READING TEXT
──────────────────────────────

Album Review: KORN The Serenity of Suffering
With a twenty-six-year career and still moving forward, Korn’s The Serenity of Suffering makes for an incredible return to what made the band special. Whether we argue that Korn is considered a “metal” band, or want to complain how it helped establish nü-metal, what is important to note is that Korn helped bring heavy music more into the mainstream. They have played a significant role in helping to get more sounds and music out into the world and discovered. Looking back there is a nostalgia surrounding albums such as the self-titled and Issues; that heavy guitar pounding it out with a funk attitude and sporadic vocalization. The band was seeing a solid flow of good records for many years, that is up until the mixed reviews of Korn 3 and that thing that was The Path of Totality. The latter alone saw such a strong negative response that many started to lose hope for the band.
It wouldn’t be until the album after that the band would reunite with their original lead guitarist Brian “Head” Welch and release a pretty decent record in the form of The Paradigm Shift. Three years later we find ourselves here with the band’s twelfth release The Serenity of Suffering, and for all of you wondering if it really lives up to that hype as a return to form, the answer is… Yes! If anything this album truly captures the sounds and energy from previous records like Take a Look in the Mirror, See You on the Other Side, and Untouchables (with a small bit of Paradigm).
“Rotting In Vain” is the first time that the record begins to bring back that older vibe. There’s this creepy tip-toe effect until the guitar begins churning and the drums kick with an energy that will sure as hell cause some whiplash. There’s a great moment towards the end where Jonathan Davis does his little ape-shit vocal cries, and it just sounds glorious with the heavy beat and guitar.
“Black Is The Soul” begins with a heavier churn effect, but with a contrast of brightness coming from rhythm. There is a step back in traditional heavy sounds to make room for a hazy aura with the first real time we hear Davis do some singing. This shifts towards the end as the drum pattern flips to a more funky/hip-hop beat, the guitar returns to that thick churn, and Davis releases his roars. The song ends on that haze from the beginning, and this is really the beginning of when we start to notice how well the songs to come are balanced in their sounds.
“The Hating” also comes off with another subtle intro, but with more pronounced vocals and with a heavier guitar groove that kicks in. Here is where we see Davis balance out his vocal patterns as one moment he is laying down a hip-hop flow, to screams, to singing, back to hip-hop flow. While perhaps there are patterns repeated there and then through the album, the instrumentals and vocal patterns never become horribly repetitive. There is such a strong variety of sounds and energy going through each track that by the end of each song you already feel charged up for the next. Most of this terrific energy and style come from the guitar work and drumming.

──────────────────────────────

Object outline annotations:
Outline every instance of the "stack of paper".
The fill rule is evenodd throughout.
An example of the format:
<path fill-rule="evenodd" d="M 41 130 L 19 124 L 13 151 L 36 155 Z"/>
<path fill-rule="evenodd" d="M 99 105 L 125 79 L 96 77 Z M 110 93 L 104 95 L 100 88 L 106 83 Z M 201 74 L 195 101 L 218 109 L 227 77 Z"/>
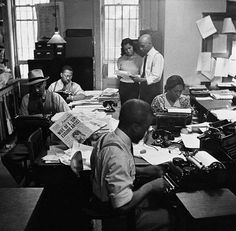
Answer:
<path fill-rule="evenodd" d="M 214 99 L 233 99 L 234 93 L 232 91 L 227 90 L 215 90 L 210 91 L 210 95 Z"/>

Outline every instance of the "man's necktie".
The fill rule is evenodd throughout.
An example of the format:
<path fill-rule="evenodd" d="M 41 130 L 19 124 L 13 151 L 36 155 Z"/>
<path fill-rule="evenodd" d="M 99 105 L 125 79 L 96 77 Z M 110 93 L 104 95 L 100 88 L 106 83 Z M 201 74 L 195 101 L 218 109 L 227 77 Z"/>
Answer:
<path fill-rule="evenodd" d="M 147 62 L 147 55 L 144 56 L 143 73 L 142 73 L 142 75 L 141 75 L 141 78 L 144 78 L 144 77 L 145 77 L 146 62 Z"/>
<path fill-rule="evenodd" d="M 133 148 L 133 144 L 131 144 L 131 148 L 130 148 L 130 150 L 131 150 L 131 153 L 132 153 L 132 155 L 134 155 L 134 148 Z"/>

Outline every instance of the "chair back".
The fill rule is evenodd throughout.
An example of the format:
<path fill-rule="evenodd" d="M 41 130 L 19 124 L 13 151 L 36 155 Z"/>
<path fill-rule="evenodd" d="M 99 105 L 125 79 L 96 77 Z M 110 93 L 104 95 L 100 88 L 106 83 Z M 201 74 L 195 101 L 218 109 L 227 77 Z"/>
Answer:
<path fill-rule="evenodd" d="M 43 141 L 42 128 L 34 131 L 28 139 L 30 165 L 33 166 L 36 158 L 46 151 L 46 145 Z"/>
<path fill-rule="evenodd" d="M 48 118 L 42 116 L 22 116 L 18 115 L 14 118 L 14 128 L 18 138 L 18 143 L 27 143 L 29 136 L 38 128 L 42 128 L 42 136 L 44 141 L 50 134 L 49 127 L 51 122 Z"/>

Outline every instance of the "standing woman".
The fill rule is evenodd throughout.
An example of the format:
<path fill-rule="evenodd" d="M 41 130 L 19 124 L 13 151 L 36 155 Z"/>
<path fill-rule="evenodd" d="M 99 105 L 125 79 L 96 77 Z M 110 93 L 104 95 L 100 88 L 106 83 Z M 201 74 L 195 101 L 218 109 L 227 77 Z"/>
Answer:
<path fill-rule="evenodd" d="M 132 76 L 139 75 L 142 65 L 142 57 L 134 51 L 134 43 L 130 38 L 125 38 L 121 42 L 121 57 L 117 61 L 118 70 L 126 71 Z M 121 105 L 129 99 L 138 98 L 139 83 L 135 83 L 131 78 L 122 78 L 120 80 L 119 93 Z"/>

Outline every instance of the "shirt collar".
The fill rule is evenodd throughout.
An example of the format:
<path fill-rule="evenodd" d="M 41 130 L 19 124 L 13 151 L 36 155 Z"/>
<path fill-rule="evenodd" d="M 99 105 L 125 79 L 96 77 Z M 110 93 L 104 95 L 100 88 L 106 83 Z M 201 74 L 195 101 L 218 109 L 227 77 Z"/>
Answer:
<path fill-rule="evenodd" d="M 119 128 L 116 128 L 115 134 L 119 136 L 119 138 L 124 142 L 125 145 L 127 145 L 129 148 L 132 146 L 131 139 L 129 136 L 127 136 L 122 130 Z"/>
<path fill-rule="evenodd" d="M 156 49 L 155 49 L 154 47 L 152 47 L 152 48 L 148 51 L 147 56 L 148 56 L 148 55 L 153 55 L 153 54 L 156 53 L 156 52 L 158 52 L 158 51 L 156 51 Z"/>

──────────────────────────────

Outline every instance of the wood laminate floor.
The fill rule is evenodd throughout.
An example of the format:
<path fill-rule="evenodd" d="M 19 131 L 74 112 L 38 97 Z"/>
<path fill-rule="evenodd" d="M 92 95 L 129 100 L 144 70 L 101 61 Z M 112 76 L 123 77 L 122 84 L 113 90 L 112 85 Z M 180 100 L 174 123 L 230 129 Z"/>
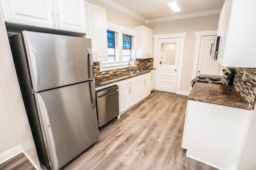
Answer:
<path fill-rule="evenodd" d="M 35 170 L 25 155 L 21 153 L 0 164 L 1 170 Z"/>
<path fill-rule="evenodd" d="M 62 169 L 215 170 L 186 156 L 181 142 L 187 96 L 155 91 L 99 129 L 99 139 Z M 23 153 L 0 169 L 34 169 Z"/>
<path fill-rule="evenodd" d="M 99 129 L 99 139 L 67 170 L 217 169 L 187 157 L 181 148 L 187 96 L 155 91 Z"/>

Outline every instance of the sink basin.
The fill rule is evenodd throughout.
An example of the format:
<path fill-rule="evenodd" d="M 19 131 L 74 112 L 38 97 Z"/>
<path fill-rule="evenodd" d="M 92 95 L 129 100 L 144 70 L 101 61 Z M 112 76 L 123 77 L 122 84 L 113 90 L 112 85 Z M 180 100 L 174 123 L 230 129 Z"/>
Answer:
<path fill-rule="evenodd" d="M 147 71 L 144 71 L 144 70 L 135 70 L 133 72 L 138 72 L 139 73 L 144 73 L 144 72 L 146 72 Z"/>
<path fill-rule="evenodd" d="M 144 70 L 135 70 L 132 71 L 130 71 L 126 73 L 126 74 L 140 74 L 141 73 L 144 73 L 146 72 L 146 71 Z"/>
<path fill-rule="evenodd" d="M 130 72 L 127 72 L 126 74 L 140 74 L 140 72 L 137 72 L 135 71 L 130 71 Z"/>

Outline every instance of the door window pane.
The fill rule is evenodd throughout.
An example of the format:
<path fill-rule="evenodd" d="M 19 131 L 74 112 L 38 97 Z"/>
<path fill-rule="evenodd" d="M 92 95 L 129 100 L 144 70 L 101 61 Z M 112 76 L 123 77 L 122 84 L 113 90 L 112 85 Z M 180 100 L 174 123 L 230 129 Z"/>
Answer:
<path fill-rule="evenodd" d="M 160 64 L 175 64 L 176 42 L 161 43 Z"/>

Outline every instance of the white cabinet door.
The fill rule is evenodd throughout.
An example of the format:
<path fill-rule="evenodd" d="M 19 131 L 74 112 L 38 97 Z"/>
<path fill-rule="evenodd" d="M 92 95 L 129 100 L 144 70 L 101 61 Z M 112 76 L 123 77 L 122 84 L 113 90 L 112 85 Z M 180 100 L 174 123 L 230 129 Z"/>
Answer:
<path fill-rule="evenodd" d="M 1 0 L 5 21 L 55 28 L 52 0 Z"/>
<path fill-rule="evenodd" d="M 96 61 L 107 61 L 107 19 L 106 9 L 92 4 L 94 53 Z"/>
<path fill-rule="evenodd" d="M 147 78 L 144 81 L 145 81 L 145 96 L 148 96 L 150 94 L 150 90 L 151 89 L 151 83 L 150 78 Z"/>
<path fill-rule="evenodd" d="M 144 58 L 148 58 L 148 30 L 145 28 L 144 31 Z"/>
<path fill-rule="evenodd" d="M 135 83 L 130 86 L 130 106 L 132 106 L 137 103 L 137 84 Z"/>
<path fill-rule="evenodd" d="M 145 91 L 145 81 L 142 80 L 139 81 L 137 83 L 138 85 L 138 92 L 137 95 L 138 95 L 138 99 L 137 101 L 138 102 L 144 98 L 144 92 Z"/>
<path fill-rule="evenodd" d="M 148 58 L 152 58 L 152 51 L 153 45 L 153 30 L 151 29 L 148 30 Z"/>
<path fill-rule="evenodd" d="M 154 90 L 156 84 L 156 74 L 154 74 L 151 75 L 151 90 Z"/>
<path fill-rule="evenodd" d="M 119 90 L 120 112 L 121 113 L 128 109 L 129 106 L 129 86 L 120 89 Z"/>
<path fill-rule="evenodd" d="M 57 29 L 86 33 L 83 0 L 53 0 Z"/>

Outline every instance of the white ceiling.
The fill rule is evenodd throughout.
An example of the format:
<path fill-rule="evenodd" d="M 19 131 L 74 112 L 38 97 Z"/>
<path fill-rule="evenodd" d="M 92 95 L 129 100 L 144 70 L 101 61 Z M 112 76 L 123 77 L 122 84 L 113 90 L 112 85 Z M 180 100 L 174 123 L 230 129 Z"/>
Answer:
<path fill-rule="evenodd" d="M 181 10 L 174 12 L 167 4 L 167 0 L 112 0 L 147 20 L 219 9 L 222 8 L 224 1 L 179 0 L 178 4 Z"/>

──────────────────────────────

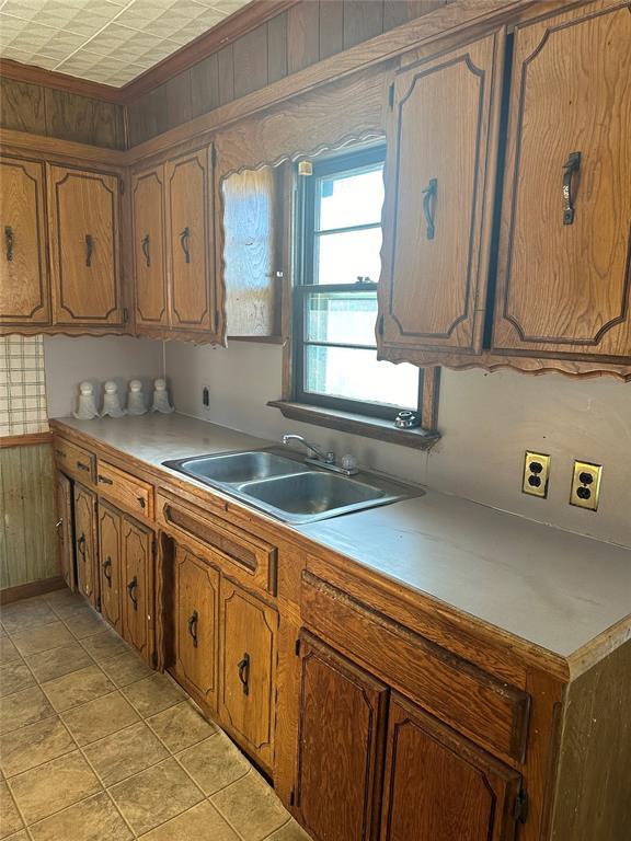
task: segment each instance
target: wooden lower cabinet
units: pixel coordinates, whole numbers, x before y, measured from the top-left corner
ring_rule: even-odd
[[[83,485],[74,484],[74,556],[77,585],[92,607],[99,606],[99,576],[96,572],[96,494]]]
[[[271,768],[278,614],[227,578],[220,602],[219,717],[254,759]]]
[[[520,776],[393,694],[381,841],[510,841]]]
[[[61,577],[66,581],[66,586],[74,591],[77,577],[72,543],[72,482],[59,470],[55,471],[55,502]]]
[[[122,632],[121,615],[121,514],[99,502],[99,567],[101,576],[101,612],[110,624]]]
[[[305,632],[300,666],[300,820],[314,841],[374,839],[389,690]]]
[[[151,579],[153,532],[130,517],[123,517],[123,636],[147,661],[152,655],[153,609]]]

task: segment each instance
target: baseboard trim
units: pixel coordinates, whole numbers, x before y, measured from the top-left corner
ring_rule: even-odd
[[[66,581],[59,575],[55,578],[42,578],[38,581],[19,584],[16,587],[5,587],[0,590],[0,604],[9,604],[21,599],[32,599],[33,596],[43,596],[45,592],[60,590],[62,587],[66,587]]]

──────────────────────────────

WRITTEN INSTRUCTION
Write out the part of the Korn album review between "It wouldn’t be" and "bit of Paradigm).", inclusive.

THE SOLUTION
It wouldn’t be until the album after that the band would reunite with their original lead guitarist Brian “Head” Welch and release a pretty decent record in the form of The Paradigm Shift. Three years later we find ourselves here with the band’s twelfth release The Serenity of Suffering, and for all of you wondering if it really lives up to that hype as a return to form, the answer is… Yes! If anything this album truly captures the sounds and energy from previous records like Take a Look in the Mirror, See You on the Other Side, and Untouchables (with a small bit of Paradigm).